Scan the records below for the line with "of the mango" and the line with "Query: mango tree branch". Repeat those two lines and every line between them exactly, and nothing else.

# Records:
-- Opening Marker --

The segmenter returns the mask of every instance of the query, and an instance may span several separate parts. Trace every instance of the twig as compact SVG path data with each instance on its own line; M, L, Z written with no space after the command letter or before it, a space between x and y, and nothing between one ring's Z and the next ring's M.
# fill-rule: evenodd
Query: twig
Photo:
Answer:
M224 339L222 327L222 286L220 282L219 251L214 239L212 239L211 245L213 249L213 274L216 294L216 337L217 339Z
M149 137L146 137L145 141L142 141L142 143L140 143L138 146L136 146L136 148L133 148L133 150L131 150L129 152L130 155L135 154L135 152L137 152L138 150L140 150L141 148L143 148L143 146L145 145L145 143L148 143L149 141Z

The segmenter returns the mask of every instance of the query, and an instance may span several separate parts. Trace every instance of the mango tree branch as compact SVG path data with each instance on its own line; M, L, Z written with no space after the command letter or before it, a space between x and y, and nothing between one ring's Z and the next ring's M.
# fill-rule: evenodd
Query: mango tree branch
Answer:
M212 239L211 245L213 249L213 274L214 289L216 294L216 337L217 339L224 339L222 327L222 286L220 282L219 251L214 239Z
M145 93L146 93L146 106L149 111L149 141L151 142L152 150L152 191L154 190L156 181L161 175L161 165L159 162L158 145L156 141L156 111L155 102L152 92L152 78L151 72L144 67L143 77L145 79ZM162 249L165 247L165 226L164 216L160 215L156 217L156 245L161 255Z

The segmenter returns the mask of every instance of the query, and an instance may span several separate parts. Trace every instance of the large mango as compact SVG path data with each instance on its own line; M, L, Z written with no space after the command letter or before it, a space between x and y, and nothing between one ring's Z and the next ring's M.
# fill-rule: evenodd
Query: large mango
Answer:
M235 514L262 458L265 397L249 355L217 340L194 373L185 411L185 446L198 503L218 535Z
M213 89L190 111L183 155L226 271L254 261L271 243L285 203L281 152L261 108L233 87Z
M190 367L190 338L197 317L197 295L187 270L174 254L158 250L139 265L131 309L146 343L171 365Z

-- Closing Marker --

# Answer space:
The segmenter returns the mask of every instance of the query, and an instance may span several separate parts. Trace every instance of the mango tree branch as compact SVG path data with each instance on its own line; M, L, Z written with no space after the command letter or before it, a space between x and y, and nothing between one ring's Z and the next ring's M.
# fill-rule: evenodd
Query: mango tree branch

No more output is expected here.